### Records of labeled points
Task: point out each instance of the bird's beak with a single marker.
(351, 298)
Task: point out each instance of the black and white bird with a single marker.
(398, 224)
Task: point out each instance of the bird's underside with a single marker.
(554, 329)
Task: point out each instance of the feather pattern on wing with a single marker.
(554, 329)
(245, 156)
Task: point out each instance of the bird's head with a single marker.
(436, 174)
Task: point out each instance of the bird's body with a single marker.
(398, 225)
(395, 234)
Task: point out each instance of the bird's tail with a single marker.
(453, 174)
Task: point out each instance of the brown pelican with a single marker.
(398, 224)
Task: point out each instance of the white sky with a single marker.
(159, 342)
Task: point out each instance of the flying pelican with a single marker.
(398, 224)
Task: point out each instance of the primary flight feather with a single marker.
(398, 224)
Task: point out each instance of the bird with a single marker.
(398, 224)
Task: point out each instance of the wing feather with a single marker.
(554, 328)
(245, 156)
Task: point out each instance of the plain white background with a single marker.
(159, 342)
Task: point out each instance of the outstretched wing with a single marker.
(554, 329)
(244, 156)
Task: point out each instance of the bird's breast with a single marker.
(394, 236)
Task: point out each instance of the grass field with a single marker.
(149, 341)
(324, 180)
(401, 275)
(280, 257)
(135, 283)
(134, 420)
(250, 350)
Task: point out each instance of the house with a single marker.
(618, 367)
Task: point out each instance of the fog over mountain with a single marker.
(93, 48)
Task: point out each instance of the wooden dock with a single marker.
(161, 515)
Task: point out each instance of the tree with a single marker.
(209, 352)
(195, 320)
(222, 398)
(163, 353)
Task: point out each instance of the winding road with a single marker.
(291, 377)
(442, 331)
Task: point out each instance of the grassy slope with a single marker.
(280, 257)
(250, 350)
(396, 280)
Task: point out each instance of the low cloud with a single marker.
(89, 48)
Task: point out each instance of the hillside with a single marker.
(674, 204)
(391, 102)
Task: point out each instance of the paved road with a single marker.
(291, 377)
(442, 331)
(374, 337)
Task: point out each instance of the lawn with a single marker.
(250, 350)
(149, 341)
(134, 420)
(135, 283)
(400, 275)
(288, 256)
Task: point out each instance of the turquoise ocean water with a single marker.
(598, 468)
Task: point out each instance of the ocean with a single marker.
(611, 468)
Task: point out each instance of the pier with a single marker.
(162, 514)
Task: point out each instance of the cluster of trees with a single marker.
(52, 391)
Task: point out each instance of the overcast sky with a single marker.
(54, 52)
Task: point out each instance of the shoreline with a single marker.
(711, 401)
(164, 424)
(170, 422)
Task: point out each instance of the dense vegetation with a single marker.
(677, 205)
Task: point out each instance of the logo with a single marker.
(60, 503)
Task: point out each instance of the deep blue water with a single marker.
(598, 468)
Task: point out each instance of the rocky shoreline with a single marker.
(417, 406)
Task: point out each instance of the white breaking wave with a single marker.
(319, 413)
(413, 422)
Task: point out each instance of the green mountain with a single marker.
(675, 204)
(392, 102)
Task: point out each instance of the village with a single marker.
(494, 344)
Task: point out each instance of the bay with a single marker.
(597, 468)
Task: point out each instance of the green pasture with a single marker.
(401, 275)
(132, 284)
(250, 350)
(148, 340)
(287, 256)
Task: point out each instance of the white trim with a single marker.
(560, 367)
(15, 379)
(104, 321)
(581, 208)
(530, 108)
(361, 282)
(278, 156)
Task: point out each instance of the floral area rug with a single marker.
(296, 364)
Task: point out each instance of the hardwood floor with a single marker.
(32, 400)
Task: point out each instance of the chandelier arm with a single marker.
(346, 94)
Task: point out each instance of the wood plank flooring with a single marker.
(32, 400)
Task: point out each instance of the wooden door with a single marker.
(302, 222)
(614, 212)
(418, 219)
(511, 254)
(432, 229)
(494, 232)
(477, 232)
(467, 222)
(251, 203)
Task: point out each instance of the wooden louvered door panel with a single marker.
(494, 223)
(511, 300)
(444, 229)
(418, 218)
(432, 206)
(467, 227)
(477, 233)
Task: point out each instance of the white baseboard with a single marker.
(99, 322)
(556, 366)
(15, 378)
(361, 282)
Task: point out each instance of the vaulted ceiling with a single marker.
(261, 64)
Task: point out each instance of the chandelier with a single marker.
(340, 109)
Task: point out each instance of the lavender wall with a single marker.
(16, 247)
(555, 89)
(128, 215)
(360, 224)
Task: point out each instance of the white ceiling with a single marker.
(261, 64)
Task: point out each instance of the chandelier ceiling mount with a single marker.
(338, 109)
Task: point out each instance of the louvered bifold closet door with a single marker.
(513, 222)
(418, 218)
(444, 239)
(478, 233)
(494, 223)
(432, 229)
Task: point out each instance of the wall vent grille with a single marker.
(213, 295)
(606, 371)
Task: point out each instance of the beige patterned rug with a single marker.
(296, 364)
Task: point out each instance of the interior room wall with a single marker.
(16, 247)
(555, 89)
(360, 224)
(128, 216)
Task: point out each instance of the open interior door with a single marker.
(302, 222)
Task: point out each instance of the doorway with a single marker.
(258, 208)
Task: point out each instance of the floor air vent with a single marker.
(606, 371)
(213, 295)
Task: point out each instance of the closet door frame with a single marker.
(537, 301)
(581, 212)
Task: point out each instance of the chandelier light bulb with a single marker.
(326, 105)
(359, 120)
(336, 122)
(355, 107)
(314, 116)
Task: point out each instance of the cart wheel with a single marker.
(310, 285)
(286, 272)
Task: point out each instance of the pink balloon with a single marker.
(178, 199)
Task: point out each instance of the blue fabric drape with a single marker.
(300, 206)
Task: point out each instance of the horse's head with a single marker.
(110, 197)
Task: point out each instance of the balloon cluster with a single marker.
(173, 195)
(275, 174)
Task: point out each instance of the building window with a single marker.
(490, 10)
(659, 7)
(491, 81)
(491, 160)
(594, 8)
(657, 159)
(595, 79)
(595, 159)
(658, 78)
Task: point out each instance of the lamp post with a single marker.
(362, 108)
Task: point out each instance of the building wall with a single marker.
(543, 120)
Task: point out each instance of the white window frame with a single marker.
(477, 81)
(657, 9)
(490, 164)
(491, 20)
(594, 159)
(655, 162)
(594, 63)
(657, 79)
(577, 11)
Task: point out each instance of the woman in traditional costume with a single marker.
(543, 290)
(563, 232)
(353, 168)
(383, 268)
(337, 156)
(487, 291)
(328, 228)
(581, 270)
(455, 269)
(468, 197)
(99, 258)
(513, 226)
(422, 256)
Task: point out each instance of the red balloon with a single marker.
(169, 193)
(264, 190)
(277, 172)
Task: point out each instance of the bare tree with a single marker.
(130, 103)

### Objective
Output an exact copy of the lines beginning at the one that holds "Task: point out each instance of the building window" and running through the final line of the records.

### The solution
Task: point out each instance of the building window with a single marker.
(490, 10)
(659, 7)
(491, 81)
(491, 160)
(594, 8)
(657, 159)
(595, 79)
(595, 159)
(658, 78)
Task: point out each instance of the lamp post with a single marker.
(362, 108)
Task: point out each instance of the building wall with a single marker.
(543, 120)
Task: point out each instance of the white window frame with a single marker.
(477, 81)
(657, 9)
(490, 164)
(491, 20)
(594, 159)
(655, 162)
(594, 63)
(657, 79)
(577, 11)
Task: point out each instance of the woman in traditional costume with a single marker.
(543, 290)
(563, 232)
(353, 168)
(383, 268)
(337, 156)
(487, 291)
(328, 228)
(581, 270)
(455, 269)
(468, 197)
(99, 258)
(513, 226)
(422, 256)
Task: point out each instance of the red balloon with a single marker.
(169, 193)
(264, 190)
(277, 172)
Task: point out each instance of the bare tree with a single marker.
(130, 103)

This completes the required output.